EXERCISE DIRECTIONS
Copy every entry below word for word, leaving out the pictures.

[Excerpts from a detection dataset]
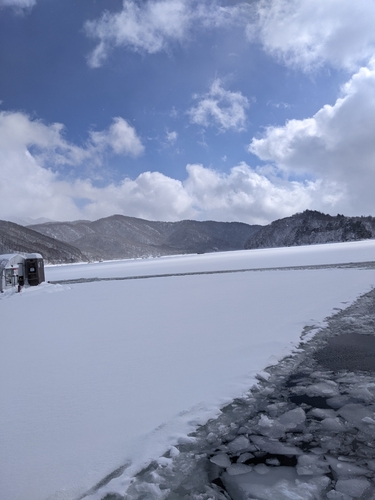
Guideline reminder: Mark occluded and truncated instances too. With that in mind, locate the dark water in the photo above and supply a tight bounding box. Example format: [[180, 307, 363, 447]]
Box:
[[315, 333, 375, 372]]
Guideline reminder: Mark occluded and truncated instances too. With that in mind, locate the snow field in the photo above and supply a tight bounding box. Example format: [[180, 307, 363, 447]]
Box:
[[0, 242, 375, 500], [46, 240, 375, 281]]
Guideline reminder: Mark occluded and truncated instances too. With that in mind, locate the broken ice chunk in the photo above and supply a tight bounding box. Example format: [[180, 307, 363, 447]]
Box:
[[327, 396, 353, 408], [266, 458, 280, 466], [255, 414, 286, 438], [254, 464, 271, 476], [227, 464, 253, 476], [309, 408, 336, 419], [277, 408, 306, 431], [326, 455, 369, 476], [227, 436, 250, 453], [321, 417, 346, 432], [222, 466, 330, 500], [338, 403, 374, 434], [250, 435, 302, 455], [327, 490, 353, 500], [305, 380, 340, 397], [335, 478, 371, 498], [237, 453, 254, 464], [210, 453, 230, 468], [297, 454, 329, 476]]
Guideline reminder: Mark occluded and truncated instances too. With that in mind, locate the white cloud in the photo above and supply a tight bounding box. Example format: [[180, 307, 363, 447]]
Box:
[[188, 78, 249, 131], [0, 96, 375, 223], [0, 112, 145, 220], [90, 117, 144, 156], [85, 0, 250, 68], [166, 130, 178, 146], [247, 0, 375, 70], [249, 59, 375, 214], [184, 163, 340, 224], [0, 0, 36, 9]]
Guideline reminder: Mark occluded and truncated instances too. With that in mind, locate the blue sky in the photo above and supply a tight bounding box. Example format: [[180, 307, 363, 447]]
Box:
[[0, 0, 375, 224]]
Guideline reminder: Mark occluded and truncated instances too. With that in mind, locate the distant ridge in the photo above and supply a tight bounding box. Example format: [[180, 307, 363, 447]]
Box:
[[245, 210, 375, 249], [28, 215, 261, 259], [0, 210, 375, 263], [0, 220, 88, 264]]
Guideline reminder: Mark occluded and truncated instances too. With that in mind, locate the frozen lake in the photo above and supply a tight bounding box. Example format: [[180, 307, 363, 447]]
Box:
[[0, 241, 375, 500]]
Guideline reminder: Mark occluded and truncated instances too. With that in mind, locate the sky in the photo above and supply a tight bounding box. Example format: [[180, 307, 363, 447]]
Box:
[[0, 0, 375, 224]]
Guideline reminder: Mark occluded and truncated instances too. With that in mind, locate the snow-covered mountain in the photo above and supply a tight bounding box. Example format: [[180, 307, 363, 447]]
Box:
[[0, 221, 87, 264], [245, 210, 375, 249], [29, 215, 261, 259]]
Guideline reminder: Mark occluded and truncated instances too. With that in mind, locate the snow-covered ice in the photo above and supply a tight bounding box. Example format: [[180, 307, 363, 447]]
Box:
[[0, 242, 375, 500]]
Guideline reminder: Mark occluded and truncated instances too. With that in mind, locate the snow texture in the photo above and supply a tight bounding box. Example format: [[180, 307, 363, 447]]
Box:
[[0, 242, 375, 500]]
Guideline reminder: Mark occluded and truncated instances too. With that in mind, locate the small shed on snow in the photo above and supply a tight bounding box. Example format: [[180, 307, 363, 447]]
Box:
[[0, 253, 45, 292]]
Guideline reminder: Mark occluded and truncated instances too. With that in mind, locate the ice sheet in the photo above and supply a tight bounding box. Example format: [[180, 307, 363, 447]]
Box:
[[0, 249, 374, 500]]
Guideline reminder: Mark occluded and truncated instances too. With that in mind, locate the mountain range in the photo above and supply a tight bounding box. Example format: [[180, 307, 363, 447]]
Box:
[[0, 210, 375, 263]]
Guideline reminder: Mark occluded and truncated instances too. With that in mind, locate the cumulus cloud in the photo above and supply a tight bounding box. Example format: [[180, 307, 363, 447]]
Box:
[[90, 116, 144, 156], [0, 113, 346, 223], [0, 112, 145, 220], [247, 0, 375, 70], [85, 0, 250, 68], [249, 59, 375, 214], [0, 87, 375, 223], [166, 130, 178, 146], [0, 0, 36, 10], [188, 78, 249, 131]]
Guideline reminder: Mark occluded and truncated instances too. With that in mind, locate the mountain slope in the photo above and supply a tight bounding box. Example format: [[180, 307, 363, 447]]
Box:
[[245, 210, 375, 249], [0, 221, 87, 264], [29, 215, 261, 259]]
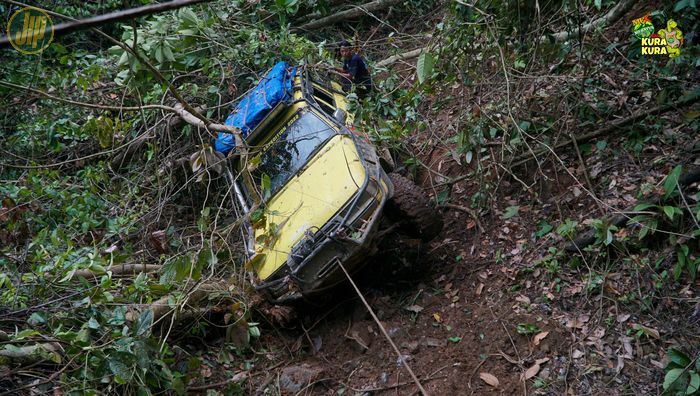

SOLUTION TO THE EXERCISE
Guideline reminder: Mark occluded and truncated instances too. With that in mind, locate the dark water in the photo above and supply a tight bounding box. Example format: [[180, 307, 363, 447]]
Box:
[[315, 333, 375, 372]]
Guideline reminder: Mark occluded and truncated instances too. With that in mind, locate the snow field in the photo above and supply a tight bounding box. Example format: [[180, 307, 363, 447]]
Box:
[[0, 242, 375, 500], [46, 240, 375, 281]]
Guideline reminder: Mark occluded and truncated instances too. With that in mind, locate the broken ice chunk in the photo above and supply a tight bounding box. Example format: [[180, 307, 363, 447]]
Box:
[[327, 396, 353, 408], [266, 458, 280, 466], [255, 414, 286, 438], [254, 464, 271, 476], [227, 464, 253, 476], [309, 408, 336, 419], [277, 408, 306, 431], [326, 455, 369, 476], [227, 436, 250, 453], [321, 417, 346, 432], [222, 466, 330, 500], [338, 403, 374, 434], [250, 435, 302, 455], [327, 490, 353, 500], [305, 380, 340, 397], [335, 478, 371, 498], [237, 453, 254, 464], [210, 453, 230, 468], [297, 454, 329, 476]]
Guideline reminder: Mark occluded and truncated instances too. With that in mind, locate the white cloud in the photo above and supply a tight bounding box. Example format: [[180, 307, 363, 447]]
Box:
[[188, 78, 249, 131], [0, 96, 375, 223], [0, 112, 145, 220], [90, 117, 144, 156], [85, 0, 250, 68], [166, 130, 178, 146], [247, 0, 375, 70], [249, 59, 375, 214], [184, 163, 340, 224], [0, 0, 36, 9]]
Guideline reminder: Mark occluded and truncated instances too. With that in mind, locate the blue sky in the photo above and supply a tight bounding box. Example format: [[180, 307, 363, 447]]
Box:
[[0, 0, 375, 224]]
Guideline reminder: Mark occluded and truncated instances too. With that in mind, locate the distant ridge in the photo above and supply a tight bounding box. Example format: [[180, 307, 363, 447]]
Box:
[[245, 210, 375, 249], [28, 215, 261, 259], [0, 210, 375, 263], [0, 220, 88, 264]]
Guideline reminder: Mark occluded and truncated instances too. With that in mind, locate the frozen lake in the photo above and supply a tight bounding box. Example format: [[180, 307, 363, 447]]
Box:
[[0, 241, 375, 500]]
Guideline reminder: Mark occluded and truncated instances too. With that in mind, locate the sky in the photo above and supply a tight bounding box. Example format: [[180, 307, 363, 447]]
Box:
[[0, 0, 375, 224]]
Guideline reminder: Mark occluded and truncated instances too. With that in mind, locate the snow-covered mountain in the photo above and supply a tight bounding box. Example format: [[180, 307, 363, 447]]
Box:
[[0, 221, 87, 264], [245, 210, 375, 249], [29, 215, 261, 259]]
Guideline reminder: Mark occluded and truncated instances too. With that in mind, locate the snow-covered ice in the photo above and supply a tight bounding box. Example format: [[180, 307, 363, 447]]
Box:
[[0, 242, 375, 500]]
Guideline reminder: Mark occluded and truncated instances too. With that in mind, locate the snow texture in the photo above and supply a tight bounding box. Example format: [[180, 307, 363, 447]]
Box:
[[0, 242, 375, 500]]
Guideline reminder: Mark occluded and truncated instances too. With that in mind, locate the small shed on snow in the photo above and supply a tight bounding box. Example format: [[180, 307, 363, 447]]
Box:
[[0, 253, 45, 292]]
Guideline reminder: Mark occluded and truncated instances too. With that in mind, locate the ice sheet in the photo above and supply a tight bounding box. Example format: [[180, 307, 363, 447]]
Box:
[[0, 249, 374, 500]]
Guideline reminder: Mark occluded and truncated instances too. With that in mind, locate the mountain range in the photo above and supply a tight bounding box. Example format: [[180, 307, 363, 447]]
Box:
[[0, 210, 375, 263]]
Guideline reminder: Mark occluded and truncated instances too. With that in mind, locate the cumulus cloud in the photo above and supply a tight bounding box. Example format: [[180, 307, 363, 447]]
Box:
[[90, 116, 144, 156], [0, 113, 346, 223], [0, 112, 145, 220], [247, 0, 375, 70], [85, 0, 250, 68], [249, 59, 375, 214], [0, 87, 375, 223], [166, 130, 178, 146], [0, 0, 36, 10], [188, 78, 249, 131]]
Guideline reminder: Mark occluded and truncated instances too. With that in mind, locate the mountain slope in the photo above and supply a tight bounding box. Example format: [[180, 307, 363, 447]]
Box:
[[245, 210, 375, 249], [0, 221, 87, 264], [29, 215, 261, 259]]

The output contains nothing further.